SOURCE TEXT:

It's perfectly natural. Thing is, there's indeed a moral and practical choice involved, which is what colleagues of Engels and others like him often said: "I stand to gain under socialism", namely that the improvement of general material conditions means the improvement of social welfare: the collective gain is a much greater one in social benefit than the individual.

the thing that drove me to it is, no matter how comfortable i am *now* capital is always looking to squeeze blood out of the stone and if you haven't reached escape velocity and become a multi millionaire yourself, you might find yourself in the same boat as the millions of people who went from comfortable middle class to proletarization in the various crises that have popped up and will continue to pop up from now to the end of your life. there is no certainty in being a labor aristocrat, just the constant grinding nervous tension of "are they coming for me next??"

the reason i'm a marxist is that my life got wrecked in 2008. i managed to recover but this poo poo is going to happen again and again. there's purely selfish and self-interested reasons to want socialism, that's the point of materialism

mila kunis has issued a correction as of 08:57 on Oct 29, 2022

droll
Jan 9, 2020

by Azathoth

mila kunis posted:

the thing that drove me to it is, no matter how comfortable i am *now* capital is always looking to squeeze blood out of the stone and if you haven't reached escape velocity and become a multi millionaire yourself, you might find yourself in the same boat as the millions of people who went from comfortable middle class to proletarization in the various crises that have popped up and will continue to pop up from now to the end of your life. there is no certainty in being a labor aristocrat, just the constant grinding nervous tension of "are they coming for me next??"

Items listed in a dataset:
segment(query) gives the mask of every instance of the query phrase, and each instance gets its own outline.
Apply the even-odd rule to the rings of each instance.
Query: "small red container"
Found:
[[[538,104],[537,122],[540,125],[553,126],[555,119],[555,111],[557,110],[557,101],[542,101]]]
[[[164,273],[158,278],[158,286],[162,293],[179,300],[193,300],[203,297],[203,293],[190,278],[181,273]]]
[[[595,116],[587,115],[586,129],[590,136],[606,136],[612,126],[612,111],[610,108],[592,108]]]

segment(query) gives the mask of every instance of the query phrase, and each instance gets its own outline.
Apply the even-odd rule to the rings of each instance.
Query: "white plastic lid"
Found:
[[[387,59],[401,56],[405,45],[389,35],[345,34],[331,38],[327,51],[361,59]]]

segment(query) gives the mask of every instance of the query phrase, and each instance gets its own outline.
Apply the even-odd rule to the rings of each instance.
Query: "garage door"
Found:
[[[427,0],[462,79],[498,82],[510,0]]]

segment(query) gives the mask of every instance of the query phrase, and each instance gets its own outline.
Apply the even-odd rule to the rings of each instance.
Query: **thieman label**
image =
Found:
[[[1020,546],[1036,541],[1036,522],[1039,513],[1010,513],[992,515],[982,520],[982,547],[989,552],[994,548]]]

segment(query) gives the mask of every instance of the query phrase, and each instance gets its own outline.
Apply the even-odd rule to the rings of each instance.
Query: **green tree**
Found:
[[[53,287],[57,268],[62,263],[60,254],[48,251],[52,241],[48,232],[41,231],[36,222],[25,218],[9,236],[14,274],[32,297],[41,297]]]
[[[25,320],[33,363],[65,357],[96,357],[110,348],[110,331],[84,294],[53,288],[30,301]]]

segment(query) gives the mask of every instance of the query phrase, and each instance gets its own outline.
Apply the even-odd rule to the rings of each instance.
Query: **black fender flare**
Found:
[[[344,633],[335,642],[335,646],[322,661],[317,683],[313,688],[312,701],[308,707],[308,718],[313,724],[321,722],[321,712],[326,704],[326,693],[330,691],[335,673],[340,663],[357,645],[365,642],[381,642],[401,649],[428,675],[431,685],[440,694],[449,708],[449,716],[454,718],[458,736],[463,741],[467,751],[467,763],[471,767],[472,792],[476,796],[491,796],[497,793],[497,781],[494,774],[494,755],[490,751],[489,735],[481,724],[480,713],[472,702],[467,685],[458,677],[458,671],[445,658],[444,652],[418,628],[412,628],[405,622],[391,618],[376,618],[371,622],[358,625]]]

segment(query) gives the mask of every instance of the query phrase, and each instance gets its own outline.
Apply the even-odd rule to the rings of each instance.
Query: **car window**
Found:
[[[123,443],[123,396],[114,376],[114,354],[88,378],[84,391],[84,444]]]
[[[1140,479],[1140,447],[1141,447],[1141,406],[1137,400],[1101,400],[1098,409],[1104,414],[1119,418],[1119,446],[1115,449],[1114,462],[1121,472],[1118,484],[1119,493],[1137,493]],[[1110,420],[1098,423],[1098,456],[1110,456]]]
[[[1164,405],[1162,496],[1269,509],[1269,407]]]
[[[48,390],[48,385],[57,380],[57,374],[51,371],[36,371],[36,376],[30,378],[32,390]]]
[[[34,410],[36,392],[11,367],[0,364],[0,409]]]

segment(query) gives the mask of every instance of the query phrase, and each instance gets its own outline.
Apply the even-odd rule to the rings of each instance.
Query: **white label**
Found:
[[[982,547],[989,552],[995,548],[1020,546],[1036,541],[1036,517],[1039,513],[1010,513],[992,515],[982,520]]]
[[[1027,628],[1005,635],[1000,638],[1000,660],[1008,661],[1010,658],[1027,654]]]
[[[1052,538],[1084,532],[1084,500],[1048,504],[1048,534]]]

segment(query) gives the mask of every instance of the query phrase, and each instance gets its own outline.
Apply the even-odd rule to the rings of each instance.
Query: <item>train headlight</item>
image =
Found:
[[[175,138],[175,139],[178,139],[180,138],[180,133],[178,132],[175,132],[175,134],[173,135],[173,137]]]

EXERCISE BRIEF: Please turn the source text's paragraph that begins "the reason i'm a marxist" into a short bulleted list that keeps its main facts.

COMPLETE OUTPUT:
- The writer became a Marxist after their life was wrecked in 2008.
- They recovered, but expect this to happen again and again.
- There are purely selfish, self-interested reasons to want socialism, and that is the point of materialism.